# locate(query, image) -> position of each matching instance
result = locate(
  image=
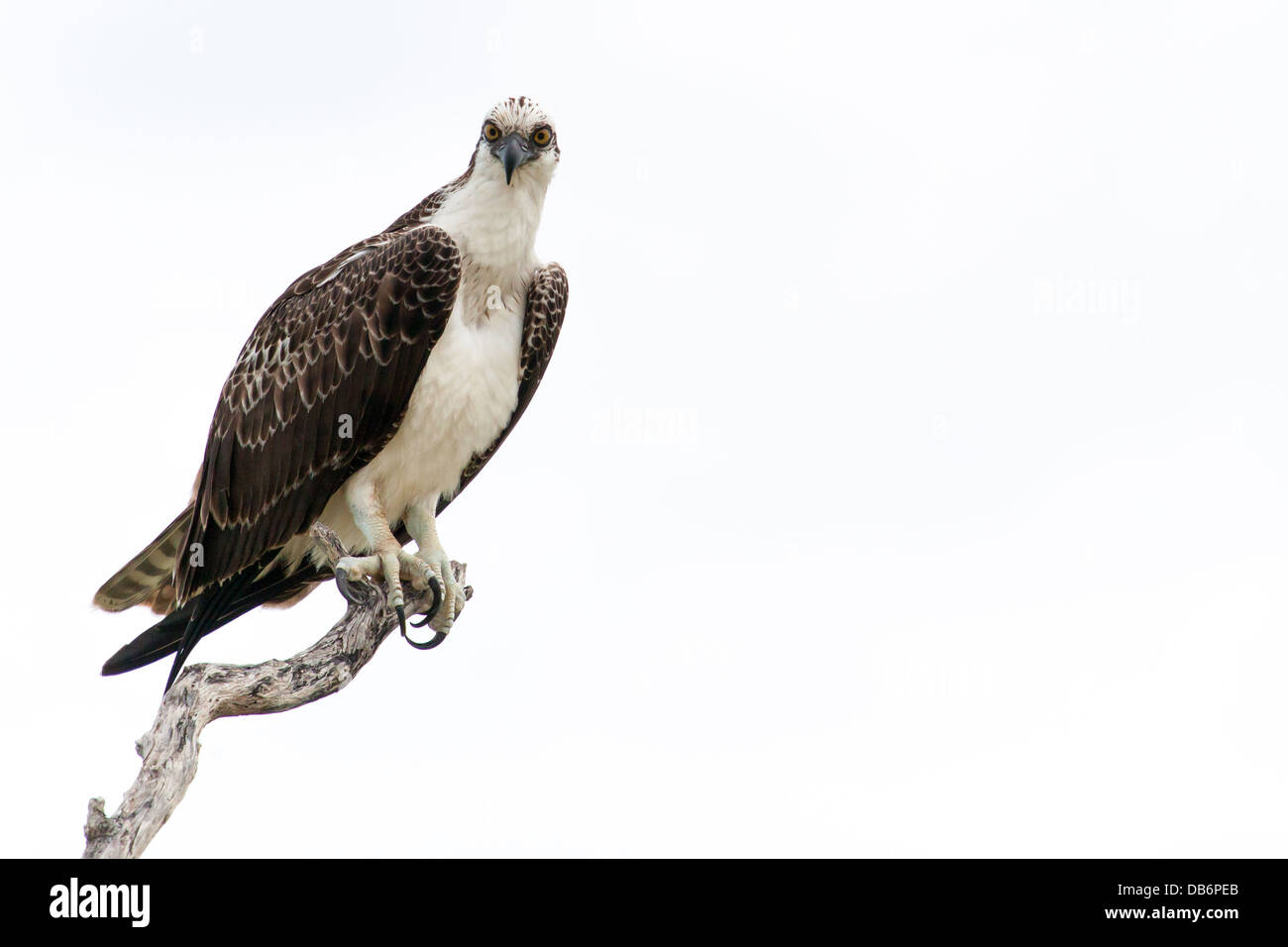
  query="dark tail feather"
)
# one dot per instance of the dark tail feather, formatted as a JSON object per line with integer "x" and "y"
{"x": 211, "y": 609}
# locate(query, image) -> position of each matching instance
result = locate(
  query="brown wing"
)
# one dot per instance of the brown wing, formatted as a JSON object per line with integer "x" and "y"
{"x": 548, "y": 298}
{"x": 318, "y": 389}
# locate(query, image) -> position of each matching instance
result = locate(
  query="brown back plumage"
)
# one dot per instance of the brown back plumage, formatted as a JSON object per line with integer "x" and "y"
----
### Work instructions
Reproduce all of the data above verbatim, line for line, omitting the picture.

### Written reply
# locate(query, image) -> position of each matching instance
result = locate(
  image=
  query="dark tail feather"
)
# one dot per instance of the dark tail feather, formatted as a JSON object per line with integer "x" and "y"
{"x": 211, "y": 609}
# locate(query, image) -> position of each matching instance
result = locate(
  query="brown wing"
)
# one dot per instance of the brown wing, formatted as a JSON object per line with integer "x" and "y"
{"x": 548, "y": 298}
{"x": 318, "y": 389}
# locate(query, image) -> position of each matching instance
result = locate(
  query="brown back plumage"
)
# one dot per instance of the brown back plumage, formatted as a JSON object per line with integer "x" and "y"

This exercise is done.